- Provided data
+===+

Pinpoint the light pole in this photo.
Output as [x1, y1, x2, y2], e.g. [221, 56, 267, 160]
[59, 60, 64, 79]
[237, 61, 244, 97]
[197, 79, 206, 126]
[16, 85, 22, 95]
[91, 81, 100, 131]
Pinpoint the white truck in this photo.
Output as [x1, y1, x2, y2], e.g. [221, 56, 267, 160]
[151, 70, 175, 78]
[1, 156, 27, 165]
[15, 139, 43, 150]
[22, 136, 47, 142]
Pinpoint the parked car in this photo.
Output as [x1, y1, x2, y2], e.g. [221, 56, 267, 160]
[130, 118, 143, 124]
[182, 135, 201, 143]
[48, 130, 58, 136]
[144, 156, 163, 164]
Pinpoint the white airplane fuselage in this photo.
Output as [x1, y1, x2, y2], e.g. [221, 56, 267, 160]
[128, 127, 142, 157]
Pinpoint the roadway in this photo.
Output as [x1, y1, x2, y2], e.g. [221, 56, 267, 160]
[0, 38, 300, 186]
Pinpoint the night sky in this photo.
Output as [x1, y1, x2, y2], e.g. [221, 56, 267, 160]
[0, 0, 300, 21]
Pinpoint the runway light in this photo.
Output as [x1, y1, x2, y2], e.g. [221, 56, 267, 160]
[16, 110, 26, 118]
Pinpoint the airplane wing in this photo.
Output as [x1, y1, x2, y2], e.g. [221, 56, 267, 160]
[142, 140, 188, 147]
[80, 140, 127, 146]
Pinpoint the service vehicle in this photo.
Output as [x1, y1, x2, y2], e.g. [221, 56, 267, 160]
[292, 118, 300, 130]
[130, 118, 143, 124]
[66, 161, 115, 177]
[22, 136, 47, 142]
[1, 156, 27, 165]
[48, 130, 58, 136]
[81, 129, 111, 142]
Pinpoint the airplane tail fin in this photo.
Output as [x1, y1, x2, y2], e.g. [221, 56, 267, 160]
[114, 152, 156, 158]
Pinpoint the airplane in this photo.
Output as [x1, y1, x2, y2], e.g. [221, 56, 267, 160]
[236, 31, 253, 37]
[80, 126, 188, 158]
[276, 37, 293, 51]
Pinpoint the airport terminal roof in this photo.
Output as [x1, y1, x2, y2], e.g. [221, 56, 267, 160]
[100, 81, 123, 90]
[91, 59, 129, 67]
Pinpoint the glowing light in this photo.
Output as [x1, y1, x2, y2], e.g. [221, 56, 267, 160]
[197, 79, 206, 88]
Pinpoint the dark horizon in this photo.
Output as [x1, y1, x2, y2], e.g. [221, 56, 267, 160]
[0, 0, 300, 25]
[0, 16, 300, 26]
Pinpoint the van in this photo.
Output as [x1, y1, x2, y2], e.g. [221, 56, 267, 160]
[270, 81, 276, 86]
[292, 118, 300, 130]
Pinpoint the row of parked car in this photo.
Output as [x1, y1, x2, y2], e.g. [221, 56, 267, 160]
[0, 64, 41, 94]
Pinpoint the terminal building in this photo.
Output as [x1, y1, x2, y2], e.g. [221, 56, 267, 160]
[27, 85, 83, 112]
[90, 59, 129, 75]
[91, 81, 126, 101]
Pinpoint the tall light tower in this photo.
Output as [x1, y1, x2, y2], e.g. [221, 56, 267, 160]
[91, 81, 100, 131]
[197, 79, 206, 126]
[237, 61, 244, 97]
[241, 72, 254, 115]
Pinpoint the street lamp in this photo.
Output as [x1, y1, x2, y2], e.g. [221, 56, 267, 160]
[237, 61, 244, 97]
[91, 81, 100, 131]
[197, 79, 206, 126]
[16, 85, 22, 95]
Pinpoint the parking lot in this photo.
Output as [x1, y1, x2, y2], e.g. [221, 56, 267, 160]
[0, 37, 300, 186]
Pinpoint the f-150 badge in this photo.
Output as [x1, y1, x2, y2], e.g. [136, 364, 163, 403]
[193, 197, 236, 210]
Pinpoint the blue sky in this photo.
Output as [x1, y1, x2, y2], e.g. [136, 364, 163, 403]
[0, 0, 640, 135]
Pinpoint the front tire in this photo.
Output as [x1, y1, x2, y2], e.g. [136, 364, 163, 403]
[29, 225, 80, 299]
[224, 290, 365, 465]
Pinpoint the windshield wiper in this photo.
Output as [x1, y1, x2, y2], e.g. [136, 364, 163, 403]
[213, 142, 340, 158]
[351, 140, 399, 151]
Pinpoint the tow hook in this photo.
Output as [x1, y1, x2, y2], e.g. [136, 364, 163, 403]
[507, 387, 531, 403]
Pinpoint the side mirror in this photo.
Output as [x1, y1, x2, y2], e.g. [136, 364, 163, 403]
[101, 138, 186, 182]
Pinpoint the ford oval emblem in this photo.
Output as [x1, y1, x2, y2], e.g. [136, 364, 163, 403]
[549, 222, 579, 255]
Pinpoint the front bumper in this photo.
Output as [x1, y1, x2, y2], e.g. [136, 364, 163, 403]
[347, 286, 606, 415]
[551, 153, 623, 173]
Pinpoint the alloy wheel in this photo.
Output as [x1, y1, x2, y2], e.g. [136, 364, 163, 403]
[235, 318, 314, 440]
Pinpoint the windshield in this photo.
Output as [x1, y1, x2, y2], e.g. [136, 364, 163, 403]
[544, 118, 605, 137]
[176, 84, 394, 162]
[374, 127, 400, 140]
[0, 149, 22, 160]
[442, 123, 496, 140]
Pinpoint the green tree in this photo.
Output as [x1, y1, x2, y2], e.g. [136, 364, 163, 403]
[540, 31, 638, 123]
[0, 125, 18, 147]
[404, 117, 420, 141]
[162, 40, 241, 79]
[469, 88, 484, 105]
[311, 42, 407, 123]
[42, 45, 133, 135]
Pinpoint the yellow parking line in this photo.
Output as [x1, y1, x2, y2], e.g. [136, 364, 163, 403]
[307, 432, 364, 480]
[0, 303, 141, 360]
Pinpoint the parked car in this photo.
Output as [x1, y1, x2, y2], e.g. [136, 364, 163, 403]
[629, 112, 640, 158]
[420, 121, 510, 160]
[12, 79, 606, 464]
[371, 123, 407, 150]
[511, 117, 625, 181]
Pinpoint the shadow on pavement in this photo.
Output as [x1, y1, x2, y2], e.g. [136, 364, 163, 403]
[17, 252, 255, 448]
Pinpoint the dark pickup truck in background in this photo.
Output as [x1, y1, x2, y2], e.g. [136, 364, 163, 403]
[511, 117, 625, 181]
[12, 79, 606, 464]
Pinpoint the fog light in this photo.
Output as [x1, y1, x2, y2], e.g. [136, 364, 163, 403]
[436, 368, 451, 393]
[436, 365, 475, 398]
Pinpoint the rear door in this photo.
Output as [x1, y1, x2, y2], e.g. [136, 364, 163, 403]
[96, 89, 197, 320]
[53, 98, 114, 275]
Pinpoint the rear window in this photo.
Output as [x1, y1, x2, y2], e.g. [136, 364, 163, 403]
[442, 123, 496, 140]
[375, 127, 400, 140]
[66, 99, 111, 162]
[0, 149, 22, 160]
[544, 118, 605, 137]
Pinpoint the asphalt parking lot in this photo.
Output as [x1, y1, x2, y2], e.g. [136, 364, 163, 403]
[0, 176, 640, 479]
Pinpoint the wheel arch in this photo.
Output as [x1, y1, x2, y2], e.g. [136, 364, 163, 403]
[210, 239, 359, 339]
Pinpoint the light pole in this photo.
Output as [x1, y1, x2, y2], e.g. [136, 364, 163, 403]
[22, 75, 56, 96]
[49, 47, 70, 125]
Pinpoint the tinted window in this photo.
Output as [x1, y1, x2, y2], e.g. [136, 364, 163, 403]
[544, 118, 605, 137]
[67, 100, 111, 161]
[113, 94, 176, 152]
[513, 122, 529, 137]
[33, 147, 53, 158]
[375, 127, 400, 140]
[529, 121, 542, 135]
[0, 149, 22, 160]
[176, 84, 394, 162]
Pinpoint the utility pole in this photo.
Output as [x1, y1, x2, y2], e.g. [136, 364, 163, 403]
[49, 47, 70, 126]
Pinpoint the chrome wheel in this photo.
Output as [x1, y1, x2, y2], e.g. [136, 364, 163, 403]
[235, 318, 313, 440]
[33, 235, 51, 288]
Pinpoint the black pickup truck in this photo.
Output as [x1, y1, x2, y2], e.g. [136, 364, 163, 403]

+===+

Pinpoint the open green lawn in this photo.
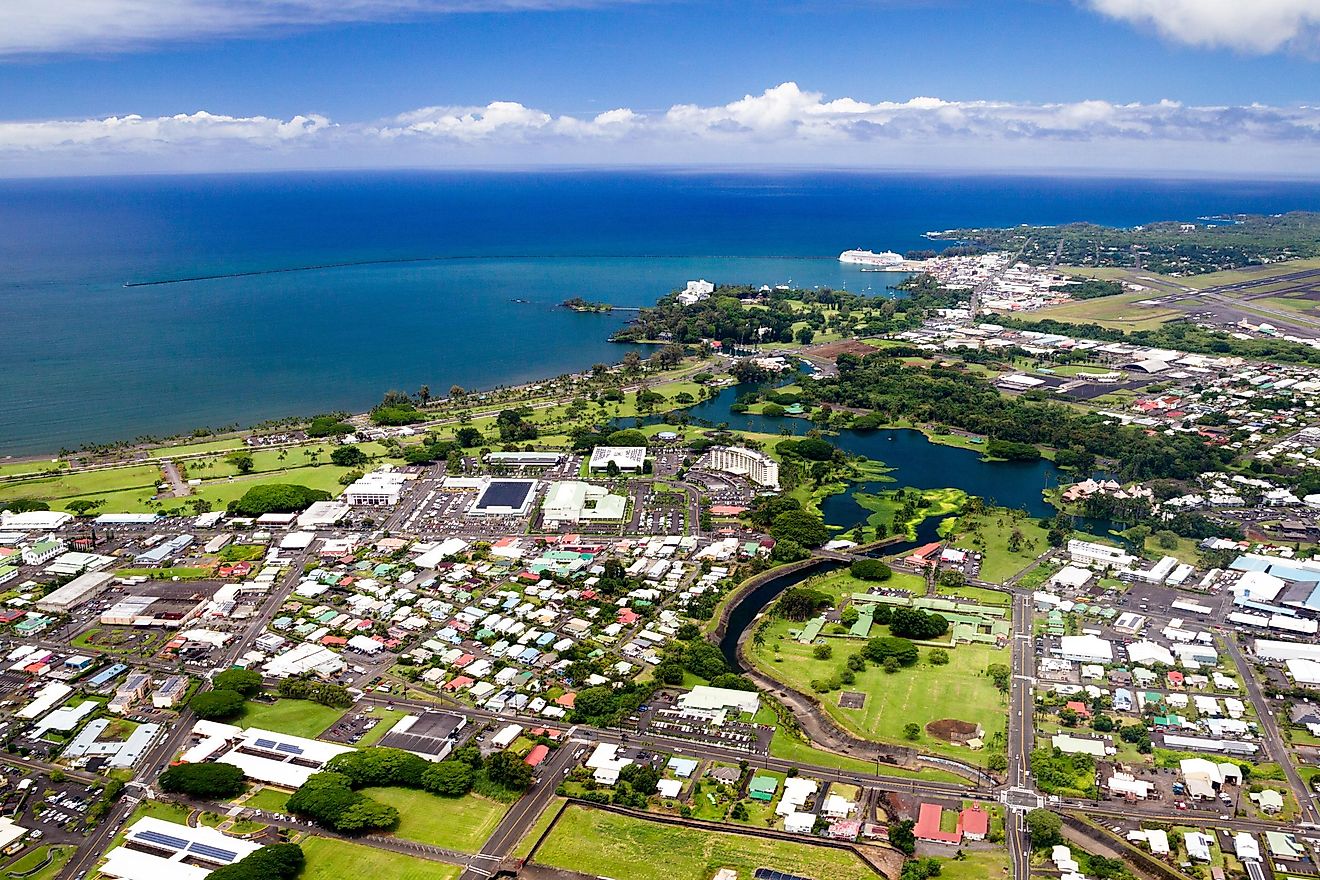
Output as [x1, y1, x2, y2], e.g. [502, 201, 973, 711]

+===+

- What to work on
Render the records from the line containing "Pinpoint the rear window in this photo." through the line containing "[210, 239, 359, 339]" as a JSON list of strings, one string per line, with blank lines left out.

- The solution
[
  "Pinpoint the rear window in this photo.",
  "Output as [x1, y1, x2, y2], e.g. [136, 364, 163, 403]",
  "[442, 123, 496, 140]",
  "[375, 127, 400, 140]",
  "[66, 99, 111, 162]",
  "[0, 149, 22, 160]",
  "[544, 118, 605, 137]",
  "Pinpoint the asphalt parking lot in this photo.",
  "Output as [x1, y1, x2, y2], e.g. [136, 364, 163, 403]",
  "[0, 176, 640, 479]",
  "Pinpoint the wheel arch in this photo.",
  "Output as [x1, y1, x2, y2], e.g. [136, 364, 163, 403]",
  "[210, 239, 359, 339]"
]